WHAT TO PRODUCE:
Everything from the line containing "[[230, 318]]" through the line containing "[[491, 240], [278, 372], [553, 265]]" in the listing below should be copied exactly, and nothing more.

DATA SHOWN:
#####

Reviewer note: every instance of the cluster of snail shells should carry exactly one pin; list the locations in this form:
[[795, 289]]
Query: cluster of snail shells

#####

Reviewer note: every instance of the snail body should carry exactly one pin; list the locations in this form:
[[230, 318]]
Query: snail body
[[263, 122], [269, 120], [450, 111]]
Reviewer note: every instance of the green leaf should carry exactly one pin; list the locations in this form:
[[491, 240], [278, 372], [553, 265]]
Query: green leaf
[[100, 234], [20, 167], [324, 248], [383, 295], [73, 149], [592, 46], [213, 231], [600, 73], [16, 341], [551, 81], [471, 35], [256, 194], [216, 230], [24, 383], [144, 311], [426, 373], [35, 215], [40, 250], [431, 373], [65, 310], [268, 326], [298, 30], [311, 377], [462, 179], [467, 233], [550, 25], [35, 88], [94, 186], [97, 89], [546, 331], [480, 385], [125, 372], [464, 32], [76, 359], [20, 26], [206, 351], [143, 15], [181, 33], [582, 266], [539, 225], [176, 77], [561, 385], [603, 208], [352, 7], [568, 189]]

#####

ANSWER SPACE:
[[230, 318]]
Query: snail body
[[263, 122], [269, 120], [450, 111]]
Reviewer note: every instance of the green leaf should carry exactly one pin; list the locations in this form:
[[491, 240], [278, 372], [553, 265]]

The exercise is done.